◆ **Problem to work on**
In the listing below, which lines contain the string "tree"? Copy them all.
========
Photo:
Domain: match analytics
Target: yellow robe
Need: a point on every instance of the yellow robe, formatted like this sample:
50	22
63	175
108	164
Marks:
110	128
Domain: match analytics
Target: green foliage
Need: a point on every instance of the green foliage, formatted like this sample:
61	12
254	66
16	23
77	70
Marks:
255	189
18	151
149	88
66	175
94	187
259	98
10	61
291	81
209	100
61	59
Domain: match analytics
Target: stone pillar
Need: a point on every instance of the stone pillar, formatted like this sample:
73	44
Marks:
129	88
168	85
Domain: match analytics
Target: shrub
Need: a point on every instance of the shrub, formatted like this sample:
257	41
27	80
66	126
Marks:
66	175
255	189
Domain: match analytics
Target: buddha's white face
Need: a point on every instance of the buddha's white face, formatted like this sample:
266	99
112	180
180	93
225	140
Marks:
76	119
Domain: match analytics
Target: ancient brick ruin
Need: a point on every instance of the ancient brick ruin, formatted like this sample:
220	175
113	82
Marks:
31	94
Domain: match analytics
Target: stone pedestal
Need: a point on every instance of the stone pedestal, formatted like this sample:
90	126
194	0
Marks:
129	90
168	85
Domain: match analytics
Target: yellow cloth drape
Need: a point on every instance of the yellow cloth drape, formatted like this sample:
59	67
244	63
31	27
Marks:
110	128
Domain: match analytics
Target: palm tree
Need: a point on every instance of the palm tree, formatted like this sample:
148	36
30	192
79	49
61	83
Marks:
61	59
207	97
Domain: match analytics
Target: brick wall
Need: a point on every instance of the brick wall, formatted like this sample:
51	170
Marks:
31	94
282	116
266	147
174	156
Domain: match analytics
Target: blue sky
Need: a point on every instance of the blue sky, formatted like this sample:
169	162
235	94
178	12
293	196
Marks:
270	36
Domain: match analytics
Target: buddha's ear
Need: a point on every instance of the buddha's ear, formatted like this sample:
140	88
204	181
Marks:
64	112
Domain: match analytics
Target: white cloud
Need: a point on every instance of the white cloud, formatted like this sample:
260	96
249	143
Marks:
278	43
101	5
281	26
========
◆ **Answer below**
Target: palm tree
Need: a point on every instance of the palm tree, formatted like this sample:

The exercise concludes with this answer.